── EXCERTO

Desafiado a dizer qual dos pontos o diferencia mais de Catarina Martins, António Filipe reconhece que divergem quanto à União Europeia, mas diz que "não lhe passaria pela cabeça apelar à desistência de ninguém".

Catarina Martins diz que Portugal precisa de uma Presidente da República "que fale menos dos jogos partidários e que fale mais das necessidades do país". Nomeadamente os problemas na Saúde e a falta de respostas para os portugueses mais idosos. "Sugiro que a Presidente da República ponha esses temas na agenda", contrapondo críticas a Marcelo Rebelo de Sousa, por si caracterizado como alguém "muito presente no debate da estratégia partidário e até do arranjo parlamentar", o que diz traduzir-se nas dissoluções da Assembleia da República.

Dissolver a Assembleia da República seria algo que diz só considerar fazer "se estiver em causa o estado de Direito democrático". Algo que sucederia se o Parlamento apresentasse uma solução de Governo que não cumpra a Constituição. Quanto a Marcelo Rebelo de Sousa, defende que "poderia ter trabalhado numa solução" alternativa aquando da demissão de António Costa, na sequência do envolvimento do seu nome na Operação Influencer.

António Filipe diz esperar que "nunca seja utilizada" a prorrogativa presidencial de demitir um Governo que ponha em causa o regular funcionamento das instituições democráticas. "Ainda bem que nunca fomos confrontados com isso", diz, considerando que o Presidente da República "é o último garante da democracia".

"Cumprir a Constituição é respeitar os direitos sociais e exigir políticas públicas que defendam o Serviço Nacional de Saúde, o direito à habitação, que garantam o acesso dos jovens aos mais elevados graus de ensino, que dignifiquem os direitos dos trabalhadores e que promovam a cultura", defende o antigo deputado comunista, acrescentando que "os portugueses têm o direito de exigir um Presidente da República que esteja do seu lado".

Ambos recusam discutir cenários para a segunda volta

António Filipe admite que Catarina Martins, ao contrário de António José Seguro e de Jorge Pinto, "é de esquerda sem mas". "Não tenho qualquer dúvida disso", reconhece o comunista, respondendo a uma pergunta do moderador. Mas destaca que avançou quando "não havia nenhuma candidatura à esquerda", pois considera o antigo secretário-geral como um representante do "vasto consenso neoliberal" responsável por tudo o que sucedeu a Portugal nas últimas décadas.

────
── MATERIAL FORNECIDO

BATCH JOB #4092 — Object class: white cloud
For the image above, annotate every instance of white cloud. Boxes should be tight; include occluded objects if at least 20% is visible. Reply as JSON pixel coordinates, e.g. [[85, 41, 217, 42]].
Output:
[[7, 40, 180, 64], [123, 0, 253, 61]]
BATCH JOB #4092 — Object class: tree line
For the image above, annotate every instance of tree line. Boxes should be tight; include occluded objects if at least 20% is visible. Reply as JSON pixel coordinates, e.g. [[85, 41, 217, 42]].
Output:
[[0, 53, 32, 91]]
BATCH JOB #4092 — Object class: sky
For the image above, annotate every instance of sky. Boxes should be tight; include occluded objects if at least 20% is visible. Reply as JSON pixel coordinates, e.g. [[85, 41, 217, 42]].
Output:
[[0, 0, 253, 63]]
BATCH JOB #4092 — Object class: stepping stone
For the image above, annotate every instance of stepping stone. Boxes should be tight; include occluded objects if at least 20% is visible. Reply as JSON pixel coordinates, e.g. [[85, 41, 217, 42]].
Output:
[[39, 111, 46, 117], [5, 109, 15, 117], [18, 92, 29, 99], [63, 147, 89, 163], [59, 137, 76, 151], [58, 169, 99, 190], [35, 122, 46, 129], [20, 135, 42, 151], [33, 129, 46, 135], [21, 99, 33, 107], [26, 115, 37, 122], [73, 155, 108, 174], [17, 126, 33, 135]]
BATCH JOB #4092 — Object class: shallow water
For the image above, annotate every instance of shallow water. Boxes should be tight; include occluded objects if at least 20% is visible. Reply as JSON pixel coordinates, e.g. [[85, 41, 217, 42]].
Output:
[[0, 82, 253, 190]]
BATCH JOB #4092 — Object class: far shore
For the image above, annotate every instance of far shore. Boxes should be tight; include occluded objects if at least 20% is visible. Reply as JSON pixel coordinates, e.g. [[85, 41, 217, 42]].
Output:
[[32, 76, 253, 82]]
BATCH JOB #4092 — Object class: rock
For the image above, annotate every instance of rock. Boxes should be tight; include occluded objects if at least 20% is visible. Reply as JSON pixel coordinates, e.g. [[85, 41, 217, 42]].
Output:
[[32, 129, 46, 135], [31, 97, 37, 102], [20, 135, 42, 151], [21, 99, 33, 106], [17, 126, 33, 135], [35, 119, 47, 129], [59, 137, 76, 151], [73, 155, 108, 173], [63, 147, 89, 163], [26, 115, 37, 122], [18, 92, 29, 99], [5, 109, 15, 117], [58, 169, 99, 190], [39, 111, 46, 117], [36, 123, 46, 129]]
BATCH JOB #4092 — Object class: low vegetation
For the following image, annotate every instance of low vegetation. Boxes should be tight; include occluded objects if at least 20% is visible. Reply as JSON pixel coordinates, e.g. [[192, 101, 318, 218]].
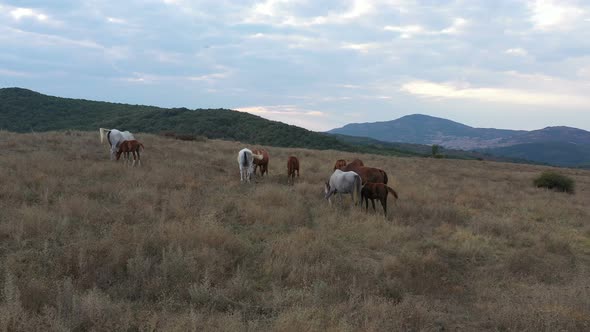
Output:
[[0, 131, 590, 331], [533, 171, 574, 194]]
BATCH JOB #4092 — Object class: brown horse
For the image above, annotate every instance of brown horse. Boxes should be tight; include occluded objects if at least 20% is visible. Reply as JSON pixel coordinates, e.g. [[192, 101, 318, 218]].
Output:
[[361, 182, 398, 217], [287, 156, 299, 184], [117, 140, 144, 166], [252, 149, 270, 176], [341, 163, 388, 184], [333, 159, 346, 171]]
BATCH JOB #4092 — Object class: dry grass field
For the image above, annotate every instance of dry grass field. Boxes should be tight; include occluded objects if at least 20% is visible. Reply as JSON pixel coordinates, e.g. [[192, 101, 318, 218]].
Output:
[[0, 131, 590, 331]]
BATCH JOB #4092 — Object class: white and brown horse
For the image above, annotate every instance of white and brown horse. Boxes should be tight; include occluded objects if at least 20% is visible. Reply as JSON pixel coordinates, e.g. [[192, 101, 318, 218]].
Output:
[[238, 148, 263, 182], [98, 128, 135, 160]]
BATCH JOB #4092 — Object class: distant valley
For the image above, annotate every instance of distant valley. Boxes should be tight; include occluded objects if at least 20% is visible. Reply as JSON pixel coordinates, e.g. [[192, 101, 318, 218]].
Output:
[[329, 114, 590, 167]]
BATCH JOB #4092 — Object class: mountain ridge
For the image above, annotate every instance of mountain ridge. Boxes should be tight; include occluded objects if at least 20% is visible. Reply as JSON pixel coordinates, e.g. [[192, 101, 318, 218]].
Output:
[[328, 114, 590, 166]]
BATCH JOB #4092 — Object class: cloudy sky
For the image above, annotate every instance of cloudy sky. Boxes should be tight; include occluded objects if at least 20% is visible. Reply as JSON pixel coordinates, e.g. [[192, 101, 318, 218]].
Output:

────

* _O QUE FAZER_
**A.** Transcreva, do excerto sobre o debate presidencial, o trecho que vai de "Desafiado a dizer" até "Assembleia da República.".
**B.** Repita tal e qual, nos registos, o trecho que vai da linha que contém "BATCH JOB #4092 — Object class: rock" até à linha que contém "123, 46, 129]]", ambas incluídas.

* _RESPOSTAS POR TAREFA_
**A.**
Desafiado a dizer qual dos pontos o diferencia mais de Catarina Martins, António Filipe reconhece que divergem quanto à União Europeia, mas diz que "não lhe passaria pela cabeça apelar à desistência de ninguém".

Catarina Martins diz que Portugal precisa de uma Presidente da República "que fale menos dos jogos partidários e que fale mais das necessidades do país". Nomeadamente os problemas na Saúde e a falta de respostas para os portugueses mais idosos. "Sugiro que a Presidente da República ponha esses temas na agenda", contrapondo críticas a Marcelo Rebelo de Sousa, por si caracterizado como alguém "muito presente no debate da estratégia partidário e até do arranjo parlamentar", o que diz traduzir-se nas dissoluções da Assembleia da República.

**B.**
BATCH JOB #4092 — Object class: rock
For the image above, annotate every instance of rock. Boxes should be tight; include occluded objects if at least 20% is visible. Reply as JSON pixel coordinates, e.g. [[85, 41, 217, 42]].
Output:
[[32, 129, 46, 135], [31, 97, 37, 102], [20, 135, 42, 151], [21, 99, 33, 106], [17, 126, 33, 135], [35, 119, 47, 129], [59, 137, 76, 151], [73, 155, 108, 173], [63, 147, 89, 163], [26, 115, 37, 122], [18, 92, 29, 99], [5, 109, 15, 117], [58, 169, 99, 190], [39, 111, 46, 117], [36, 123, 46, 129]]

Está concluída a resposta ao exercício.